## EXERCISE OBJECTIVE
How many of the lines below contain the string "water", with case counting? Reply with the number only.

## INPUT FOR THIS TASK
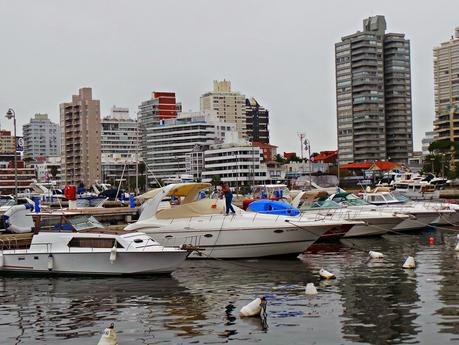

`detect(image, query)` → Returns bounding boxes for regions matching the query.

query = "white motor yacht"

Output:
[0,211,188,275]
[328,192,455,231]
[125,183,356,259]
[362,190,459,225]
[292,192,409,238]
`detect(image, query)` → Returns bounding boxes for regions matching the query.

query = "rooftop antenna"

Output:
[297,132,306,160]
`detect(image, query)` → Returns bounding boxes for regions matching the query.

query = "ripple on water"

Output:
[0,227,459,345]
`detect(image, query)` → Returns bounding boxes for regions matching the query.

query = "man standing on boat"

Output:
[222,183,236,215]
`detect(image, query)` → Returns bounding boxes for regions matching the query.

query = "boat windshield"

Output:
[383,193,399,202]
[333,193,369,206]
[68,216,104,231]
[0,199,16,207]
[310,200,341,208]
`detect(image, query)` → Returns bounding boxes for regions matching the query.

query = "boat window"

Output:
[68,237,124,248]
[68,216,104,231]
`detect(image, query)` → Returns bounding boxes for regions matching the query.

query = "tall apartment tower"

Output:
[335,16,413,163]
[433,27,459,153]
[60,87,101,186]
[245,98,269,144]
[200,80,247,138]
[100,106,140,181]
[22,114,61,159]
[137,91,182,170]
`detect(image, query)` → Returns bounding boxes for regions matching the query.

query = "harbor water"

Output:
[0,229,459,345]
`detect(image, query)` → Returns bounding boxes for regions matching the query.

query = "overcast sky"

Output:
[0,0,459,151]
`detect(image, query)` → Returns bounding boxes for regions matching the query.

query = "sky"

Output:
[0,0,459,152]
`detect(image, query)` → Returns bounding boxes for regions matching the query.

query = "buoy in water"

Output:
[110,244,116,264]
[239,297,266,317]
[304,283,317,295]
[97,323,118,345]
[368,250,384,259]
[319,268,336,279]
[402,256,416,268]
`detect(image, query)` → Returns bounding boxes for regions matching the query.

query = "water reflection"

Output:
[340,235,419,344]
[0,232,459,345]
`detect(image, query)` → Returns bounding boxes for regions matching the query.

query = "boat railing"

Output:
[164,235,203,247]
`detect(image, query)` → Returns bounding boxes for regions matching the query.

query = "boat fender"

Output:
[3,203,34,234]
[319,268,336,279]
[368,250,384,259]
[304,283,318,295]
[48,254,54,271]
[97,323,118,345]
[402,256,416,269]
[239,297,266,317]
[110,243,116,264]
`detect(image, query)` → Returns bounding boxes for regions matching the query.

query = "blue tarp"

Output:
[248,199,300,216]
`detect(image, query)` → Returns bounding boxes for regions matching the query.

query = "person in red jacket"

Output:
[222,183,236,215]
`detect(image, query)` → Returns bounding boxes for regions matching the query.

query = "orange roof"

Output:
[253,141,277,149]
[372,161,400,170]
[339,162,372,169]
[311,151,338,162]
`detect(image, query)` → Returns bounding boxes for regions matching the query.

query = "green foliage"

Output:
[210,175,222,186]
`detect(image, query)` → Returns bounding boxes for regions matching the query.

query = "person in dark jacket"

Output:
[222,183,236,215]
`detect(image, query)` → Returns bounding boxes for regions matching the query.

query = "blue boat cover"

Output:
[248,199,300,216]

---

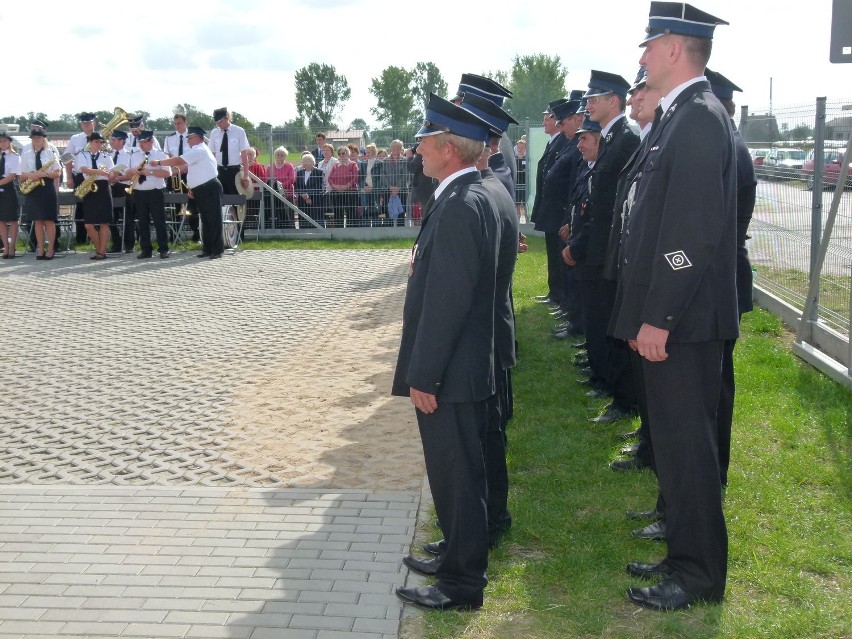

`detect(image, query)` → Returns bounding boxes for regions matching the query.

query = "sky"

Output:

## REPLY
4